THE TASK
When you reach the line containing "Target: green plaid fabric" in the records below, start copying exactly, and stop once you have copied the line containing "Target: woman's nose".

[Source records]
━━━━━━

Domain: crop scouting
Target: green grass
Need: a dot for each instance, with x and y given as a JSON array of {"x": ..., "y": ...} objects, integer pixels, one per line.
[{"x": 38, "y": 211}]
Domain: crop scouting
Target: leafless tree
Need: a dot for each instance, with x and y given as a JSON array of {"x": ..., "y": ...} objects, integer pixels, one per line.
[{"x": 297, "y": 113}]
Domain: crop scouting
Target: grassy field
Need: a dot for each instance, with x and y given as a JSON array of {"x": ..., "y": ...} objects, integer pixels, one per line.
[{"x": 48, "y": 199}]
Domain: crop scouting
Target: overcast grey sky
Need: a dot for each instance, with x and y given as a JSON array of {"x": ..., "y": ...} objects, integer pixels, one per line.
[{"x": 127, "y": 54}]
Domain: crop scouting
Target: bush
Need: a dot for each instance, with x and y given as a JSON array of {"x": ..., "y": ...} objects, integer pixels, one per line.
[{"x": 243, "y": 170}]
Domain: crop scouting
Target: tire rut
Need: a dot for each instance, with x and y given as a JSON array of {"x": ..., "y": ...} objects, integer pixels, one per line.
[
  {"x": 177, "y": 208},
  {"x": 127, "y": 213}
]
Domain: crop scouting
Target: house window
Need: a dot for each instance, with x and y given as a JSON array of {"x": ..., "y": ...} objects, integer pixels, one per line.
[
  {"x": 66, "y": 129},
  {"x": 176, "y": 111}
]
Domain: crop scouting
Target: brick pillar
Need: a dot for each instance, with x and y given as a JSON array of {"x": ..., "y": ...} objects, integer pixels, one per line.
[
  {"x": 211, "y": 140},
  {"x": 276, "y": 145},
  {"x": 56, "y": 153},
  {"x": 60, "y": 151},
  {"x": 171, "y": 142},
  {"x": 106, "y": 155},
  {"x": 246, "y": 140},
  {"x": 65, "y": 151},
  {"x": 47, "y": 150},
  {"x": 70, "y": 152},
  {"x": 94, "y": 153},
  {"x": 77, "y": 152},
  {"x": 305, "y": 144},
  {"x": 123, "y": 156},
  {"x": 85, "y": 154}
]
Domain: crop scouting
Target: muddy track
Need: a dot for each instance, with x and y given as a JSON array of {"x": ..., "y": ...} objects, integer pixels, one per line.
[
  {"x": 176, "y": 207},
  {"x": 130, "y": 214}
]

━━━━━━

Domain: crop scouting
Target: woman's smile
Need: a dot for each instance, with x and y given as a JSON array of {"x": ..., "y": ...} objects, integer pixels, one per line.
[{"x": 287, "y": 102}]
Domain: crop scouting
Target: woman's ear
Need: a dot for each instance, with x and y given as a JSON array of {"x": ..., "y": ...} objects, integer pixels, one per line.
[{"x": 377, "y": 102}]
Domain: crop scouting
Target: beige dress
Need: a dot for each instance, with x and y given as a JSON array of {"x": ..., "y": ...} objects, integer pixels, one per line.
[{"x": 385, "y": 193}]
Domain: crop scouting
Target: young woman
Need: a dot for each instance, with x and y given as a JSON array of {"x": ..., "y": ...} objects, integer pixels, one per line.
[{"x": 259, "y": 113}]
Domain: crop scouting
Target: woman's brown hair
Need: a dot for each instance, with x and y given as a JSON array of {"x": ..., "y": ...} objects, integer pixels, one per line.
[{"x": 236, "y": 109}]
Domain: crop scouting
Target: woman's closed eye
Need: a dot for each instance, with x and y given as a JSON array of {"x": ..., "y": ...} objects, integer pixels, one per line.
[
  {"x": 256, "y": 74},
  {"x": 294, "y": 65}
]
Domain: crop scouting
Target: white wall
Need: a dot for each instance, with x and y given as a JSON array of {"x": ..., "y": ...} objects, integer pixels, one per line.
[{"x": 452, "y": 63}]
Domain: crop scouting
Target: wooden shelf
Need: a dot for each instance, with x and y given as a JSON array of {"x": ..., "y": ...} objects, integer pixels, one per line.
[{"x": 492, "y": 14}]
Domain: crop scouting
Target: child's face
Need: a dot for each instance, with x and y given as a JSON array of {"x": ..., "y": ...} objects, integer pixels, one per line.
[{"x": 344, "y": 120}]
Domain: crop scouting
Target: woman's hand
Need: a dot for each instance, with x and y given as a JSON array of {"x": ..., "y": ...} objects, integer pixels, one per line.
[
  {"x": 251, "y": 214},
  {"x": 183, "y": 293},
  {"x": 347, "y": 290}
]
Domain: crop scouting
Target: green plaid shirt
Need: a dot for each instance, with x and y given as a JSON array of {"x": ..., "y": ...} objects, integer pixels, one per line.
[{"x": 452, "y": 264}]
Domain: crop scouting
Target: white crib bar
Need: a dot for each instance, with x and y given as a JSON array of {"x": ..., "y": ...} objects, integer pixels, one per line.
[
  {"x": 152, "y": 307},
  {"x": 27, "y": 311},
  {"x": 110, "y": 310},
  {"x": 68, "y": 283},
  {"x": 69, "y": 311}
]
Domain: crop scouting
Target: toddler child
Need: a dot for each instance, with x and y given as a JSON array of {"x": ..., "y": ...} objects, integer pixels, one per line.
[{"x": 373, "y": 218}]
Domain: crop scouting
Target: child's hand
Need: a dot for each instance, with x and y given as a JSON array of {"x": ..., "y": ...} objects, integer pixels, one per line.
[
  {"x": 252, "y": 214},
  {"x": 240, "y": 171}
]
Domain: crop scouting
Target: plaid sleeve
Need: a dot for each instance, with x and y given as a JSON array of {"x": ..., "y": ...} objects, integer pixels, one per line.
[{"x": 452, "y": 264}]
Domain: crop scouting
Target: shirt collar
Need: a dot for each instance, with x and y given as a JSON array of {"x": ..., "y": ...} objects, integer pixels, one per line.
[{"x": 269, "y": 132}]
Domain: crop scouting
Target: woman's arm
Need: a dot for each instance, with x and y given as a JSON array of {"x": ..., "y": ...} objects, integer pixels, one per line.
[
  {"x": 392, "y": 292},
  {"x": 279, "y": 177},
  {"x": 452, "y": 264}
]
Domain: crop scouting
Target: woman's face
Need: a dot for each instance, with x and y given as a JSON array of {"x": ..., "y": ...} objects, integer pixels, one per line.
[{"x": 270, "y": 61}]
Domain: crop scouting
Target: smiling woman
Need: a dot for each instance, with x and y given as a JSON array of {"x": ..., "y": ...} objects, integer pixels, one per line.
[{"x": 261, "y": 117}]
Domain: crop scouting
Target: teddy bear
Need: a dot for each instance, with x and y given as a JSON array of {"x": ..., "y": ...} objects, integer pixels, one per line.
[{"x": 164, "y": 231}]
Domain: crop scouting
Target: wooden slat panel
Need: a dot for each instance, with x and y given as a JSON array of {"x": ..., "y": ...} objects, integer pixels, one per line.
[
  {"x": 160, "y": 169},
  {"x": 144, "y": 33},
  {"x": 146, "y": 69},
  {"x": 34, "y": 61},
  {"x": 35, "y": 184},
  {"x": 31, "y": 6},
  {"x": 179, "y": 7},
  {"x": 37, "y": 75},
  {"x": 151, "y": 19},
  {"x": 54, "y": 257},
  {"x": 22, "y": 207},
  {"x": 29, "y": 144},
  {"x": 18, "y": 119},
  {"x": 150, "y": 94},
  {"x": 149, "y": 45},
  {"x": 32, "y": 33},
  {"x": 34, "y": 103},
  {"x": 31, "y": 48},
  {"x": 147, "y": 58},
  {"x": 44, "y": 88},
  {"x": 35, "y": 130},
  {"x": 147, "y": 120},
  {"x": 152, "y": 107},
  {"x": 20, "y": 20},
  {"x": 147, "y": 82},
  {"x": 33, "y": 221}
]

━━━━━━

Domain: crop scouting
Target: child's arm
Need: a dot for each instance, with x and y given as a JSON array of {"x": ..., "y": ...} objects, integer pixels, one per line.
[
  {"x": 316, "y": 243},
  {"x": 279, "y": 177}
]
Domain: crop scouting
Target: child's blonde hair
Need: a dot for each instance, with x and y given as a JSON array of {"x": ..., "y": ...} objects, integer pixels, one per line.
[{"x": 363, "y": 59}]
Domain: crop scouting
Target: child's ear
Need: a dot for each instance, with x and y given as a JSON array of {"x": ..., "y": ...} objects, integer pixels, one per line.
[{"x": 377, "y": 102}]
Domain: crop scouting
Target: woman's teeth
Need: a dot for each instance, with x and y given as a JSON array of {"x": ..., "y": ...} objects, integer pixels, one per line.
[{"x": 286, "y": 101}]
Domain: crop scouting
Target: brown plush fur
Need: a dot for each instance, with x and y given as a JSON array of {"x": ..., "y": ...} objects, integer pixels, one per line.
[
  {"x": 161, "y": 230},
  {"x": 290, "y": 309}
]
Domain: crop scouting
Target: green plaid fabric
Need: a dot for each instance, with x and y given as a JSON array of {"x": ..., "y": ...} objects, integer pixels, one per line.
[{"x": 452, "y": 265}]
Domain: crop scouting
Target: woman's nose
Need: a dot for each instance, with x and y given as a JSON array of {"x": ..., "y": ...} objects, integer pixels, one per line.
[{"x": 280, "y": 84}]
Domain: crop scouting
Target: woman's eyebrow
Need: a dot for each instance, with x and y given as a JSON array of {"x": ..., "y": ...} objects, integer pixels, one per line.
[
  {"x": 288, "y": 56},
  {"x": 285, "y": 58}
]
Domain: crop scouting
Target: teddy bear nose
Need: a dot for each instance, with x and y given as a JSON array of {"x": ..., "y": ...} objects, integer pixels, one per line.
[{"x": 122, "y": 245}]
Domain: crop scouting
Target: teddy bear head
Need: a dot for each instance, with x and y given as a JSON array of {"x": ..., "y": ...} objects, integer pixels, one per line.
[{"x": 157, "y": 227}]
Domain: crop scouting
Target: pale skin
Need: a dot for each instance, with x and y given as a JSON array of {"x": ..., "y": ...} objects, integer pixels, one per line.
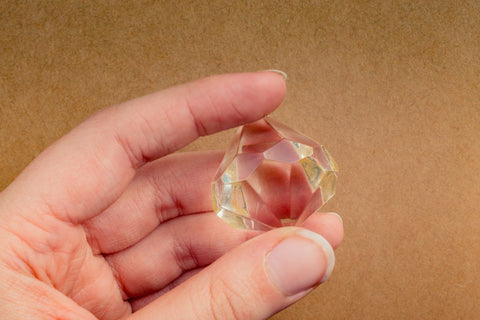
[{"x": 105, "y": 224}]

━━━━━━

EXERCISE RESULT
Target: green plaid fabric
Need: a dot for each instance, with x and y given as a JSON array of {"x": ..., "y": ...} objects, integer pixels, one per line.
[{"x": 452, "y": 265}]
Domain: crop scouting
Target: woman's nose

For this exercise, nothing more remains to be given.